Source text
But some have used even larger numbers to describe how many would “lose insurance.” Senate Minority Leader Harry Reid said on the Senate floor on March 4 that “almost 10 million people will lose health insurance” if the court rules in favor of the plaintiffs. A Huffington Post headline also included that number saying, “Supreme Court Could Kick 10 Million People Off Health Insurance,” and an Al Jazeera America story said that “an estimated 9.6 million people could lose coverage as a result of this case.”
That’s actually the number of people who would drop their individual market coverage, both within and outside the exchanges, in the 34 states affected by the potential ruling, according to the Rand analysis. A graphic on Rand’s website features that number, saying, “9.6 million people may drop coverage if ACA subsidies are eliminated.” The number of those who would then be uninsured — 8 million — was in the report’s footnote, which said that the other 1.6 million would get new insurance from other sources.

What to work on
Pick up the passage about estimates of how many people could lose health insurance, beginning right after its last sentence.

Extracted data entries
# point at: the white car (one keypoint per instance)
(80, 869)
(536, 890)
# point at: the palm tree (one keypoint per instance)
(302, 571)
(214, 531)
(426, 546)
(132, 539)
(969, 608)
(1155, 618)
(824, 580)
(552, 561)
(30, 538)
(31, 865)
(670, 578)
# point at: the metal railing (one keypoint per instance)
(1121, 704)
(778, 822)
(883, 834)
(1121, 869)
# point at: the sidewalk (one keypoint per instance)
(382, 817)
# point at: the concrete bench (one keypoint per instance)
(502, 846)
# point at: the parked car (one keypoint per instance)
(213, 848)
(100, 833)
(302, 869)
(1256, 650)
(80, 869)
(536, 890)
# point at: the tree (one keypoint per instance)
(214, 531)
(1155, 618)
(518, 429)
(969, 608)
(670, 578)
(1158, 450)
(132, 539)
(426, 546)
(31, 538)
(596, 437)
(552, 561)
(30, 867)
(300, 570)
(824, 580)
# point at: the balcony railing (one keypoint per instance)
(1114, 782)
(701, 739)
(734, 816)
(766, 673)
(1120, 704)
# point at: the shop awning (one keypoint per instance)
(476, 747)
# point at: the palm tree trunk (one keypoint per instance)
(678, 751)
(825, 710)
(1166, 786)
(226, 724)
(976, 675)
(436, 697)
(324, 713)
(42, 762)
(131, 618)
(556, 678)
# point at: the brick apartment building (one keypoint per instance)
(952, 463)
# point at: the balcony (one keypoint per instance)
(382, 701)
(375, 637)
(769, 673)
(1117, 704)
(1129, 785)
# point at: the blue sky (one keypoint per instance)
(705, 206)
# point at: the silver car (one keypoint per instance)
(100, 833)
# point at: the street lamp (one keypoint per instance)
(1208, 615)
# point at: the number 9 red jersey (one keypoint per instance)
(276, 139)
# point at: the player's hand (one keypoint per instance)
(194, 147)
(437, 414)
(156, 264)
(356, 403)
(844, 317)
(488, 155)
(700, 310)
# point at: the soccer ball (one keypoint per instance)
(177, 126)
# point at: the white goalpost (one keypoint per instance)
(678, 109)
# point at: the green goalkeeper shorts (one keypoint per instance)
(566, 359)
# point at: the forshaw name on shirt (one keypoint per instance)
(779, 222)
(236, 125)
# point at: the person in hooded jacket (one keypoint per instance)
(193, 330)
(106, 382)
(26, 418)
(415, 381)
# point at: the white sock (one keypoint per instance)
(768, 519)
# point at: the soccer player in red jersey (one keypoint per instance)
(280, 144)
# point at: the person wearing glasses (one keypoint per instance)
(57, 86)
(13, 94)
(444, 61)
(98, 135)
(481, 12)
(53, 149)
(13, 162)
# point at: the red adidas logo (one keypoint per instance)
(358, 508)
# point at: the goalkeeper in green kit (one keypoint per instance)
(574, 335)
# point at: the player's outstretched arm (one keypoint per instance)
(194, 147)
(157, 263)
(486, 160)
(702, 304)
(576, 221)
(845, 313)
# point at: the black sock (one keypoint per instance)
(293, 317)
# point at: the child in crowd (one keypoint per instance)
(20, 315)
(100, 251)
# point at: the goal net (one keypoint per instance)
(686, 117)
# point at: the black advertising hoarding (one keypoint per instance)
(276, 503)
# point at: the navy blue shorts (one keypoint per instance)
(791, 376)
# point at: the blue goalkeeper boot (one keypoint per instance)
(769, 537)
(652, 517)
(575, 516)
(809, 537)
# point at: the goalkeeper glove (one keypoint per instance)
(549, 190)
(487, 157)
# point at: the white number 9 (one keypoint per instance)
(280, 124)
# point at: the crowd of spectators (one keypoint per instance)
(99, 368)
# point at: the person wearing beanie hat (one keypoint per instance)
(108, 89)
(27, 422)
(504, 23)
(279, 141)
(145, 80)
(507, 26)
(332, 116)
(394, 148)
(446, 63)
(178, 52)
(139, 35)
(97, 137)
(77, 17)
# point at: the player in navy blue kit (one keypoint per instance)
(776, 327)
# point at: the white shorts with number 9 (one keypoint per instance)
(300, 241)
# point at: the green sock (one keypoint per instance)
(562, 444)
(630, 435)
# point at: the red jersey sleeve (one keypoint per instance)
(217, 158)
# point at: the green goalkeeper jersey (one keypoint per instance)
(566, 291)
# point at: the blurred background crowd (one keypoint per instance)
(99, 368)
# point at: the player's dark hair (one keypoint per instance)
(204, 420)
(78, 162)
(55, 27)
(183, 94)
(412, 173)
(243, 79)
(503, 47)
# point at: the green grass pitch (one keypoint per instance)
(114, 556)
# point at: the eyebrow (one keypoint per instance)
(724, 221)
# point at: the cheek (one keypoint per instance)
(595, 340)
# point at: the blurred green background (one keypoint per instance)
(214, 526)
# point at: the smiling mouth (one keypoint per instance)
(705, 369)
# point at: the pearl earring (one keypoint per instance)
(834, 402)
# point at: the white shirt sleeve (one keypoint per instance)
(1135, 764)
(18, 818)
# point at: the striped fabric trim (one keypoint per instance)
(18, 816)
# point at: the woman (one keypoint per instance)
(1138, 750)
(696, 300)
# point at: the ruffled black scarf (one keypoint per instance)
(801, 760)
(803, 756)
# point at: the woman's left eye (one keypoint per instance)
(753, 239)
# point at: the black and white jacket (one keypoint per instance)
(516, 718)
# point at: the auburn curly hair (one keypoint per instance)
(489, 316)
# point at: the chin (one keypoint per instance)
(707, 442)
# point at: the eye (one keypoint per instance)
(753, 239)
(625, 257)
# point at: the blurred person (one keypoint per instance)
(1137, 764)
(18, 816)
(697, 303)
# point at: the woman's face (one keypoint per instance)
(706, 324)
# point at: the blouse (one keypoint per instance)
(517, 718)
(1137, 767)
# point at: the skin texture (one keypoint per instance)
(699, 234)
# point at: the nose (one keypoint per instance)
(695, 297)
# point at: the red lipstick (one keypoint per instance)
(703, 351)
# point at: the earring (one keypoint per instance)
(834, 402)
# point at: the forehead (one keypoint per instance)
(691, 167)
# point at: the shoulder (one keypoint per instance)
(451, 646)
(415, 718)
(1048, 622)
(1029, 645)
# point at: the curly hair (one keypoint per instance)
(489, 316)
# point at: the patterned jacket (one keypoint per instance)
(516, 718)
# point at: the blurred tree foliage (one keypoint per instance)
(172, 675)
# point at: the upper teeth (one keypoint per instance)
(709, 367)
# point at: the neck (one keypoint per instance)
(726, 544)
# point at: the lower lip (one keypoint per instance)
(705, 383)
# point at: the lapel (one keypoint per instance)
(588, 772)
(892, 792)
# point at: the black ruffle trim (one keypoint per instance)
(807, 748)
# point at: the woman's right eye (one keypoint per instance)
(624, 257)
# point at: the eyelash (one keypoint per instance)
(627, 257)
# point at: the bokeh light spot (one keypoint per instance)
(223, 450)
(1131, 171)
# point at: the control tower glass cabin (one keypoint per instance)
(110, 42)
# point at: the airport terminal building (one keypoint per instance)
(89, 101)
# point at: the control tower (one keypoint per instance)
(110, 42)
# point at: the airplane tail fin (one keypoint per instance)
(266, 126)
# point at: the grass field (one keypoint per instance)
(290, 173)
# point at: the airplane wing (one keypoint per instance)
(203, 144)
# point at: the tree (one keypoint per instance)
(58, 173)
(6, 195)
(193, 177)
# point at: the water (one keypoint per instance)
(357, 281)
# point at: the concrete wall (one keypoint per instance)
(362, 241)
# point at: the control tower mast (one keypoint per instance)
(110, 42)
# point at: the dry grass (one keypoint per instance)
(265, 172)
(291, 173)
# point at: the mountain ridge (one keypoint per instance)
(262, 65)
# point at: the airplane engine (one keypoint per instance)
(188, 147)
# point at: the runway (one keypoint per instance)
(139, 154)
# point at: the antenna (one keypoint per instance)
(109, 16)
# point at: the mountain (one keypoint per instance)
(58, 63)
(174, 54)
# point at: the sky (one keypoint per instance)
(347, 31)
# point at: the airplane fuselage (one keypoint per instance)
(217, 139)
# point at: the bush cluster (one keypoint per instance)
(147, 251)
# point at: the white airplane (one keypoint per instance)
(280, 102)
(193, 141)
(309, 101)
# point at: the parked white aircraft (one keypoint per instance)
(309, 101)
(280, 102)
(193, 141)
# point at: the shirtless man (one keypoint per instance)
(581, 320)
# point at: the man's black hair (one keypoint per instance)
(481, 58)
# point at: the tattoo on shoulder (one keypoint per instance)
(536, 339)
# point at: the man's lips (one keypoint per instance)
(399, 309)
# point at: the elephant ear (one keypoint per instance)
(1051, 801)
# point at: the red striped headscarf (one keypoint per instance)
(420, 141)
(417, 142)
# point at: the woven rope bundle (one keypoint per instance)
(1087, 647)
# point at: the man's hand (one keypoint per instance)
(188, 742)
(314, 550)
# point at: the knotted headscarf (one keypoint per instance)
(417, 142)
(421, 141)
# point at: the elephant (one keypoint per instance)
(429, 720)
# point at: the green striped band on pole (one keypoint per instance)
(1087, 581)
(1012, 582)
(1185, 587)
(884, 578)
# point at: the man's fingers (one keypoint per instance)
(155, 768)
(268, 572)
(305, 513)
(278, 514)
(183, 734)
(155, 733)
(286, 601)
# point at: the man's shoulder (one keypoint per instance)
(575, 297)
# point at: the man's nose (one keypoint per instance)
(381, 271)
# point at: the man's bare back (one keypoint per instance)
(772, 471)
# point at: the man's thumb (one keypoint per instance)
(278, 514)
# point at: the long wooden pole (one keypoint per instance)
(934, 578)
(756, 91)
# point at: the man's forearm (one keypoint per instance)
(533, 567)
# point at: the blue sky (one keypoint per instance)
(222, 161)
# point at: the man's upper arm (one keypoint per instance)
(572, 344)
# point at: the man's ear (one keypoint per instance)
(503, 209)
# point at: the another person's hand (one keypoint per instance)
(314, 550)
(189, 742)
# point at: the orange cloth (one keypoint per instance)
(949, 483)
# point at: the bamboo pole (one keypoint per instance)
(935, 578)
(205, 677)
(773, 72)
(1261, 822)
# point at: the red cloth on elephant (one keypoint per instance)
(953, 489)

Response
Linda J. Blumberg, one of the authors of the Urban Institute report, told us that analysis looked at a net change in insurance at a particular point in time, and more than 8.2 million could end up being uninsured for part of a year. “The 8.2 [million] or the 8 [million] are reasonable ways to talk about the magnitude of what’s going on,” she said, “but quite a bit more people are going to be affected than that.”
These estimates are based on the 34 states with federally run marketplaces not taking action to set up their own exchanges. If some do, or other aspects of current law change, then these estimates would change, too.
As Rand says in its report: “It is beyond the scope of our model to predict whether the political environment in these states might change in response to a Supreme Court decision eliminating subsidies. To the extent that governors and state legislatures opt to establish their own exchanges, the ultimate impact of eliminating subsidies in FFM [federally facilitated marketplace] states could be smaller than our estimates.”
— Lori Robertson
Sources
Howe, Amy. “Justices to weigh subsidies for health insurance: In Plain English.” SCOTUSblog. 23 Feb 2015.
Saltzman, Evan and Christine Eibner. “The Effect of Eliminating the Affordable Care Act’s Tax Credits in Federally Facilitated Marketplaces.” Rand Corp. Jan 2015.
“Health Insurance Marketplaces 2015 Open Enrollment Period: March Enrollment Report.” Department of Health and Human Services. 10 Mar 2015.
Centers for Medicare & Medicaid Services. Exemptions from the fee for not having health coverage. HealthCare.gov. accessed 11 Mar 2015.
Blumberg, Linda J.; Buettgens, Matthew; Holahan, John. “The Implications of King v. Burwell: Highlights from Three Analyses of the Consequences of Eliminating ACA Tax Credits in 34 States.” Urban Institute. Mar 2015.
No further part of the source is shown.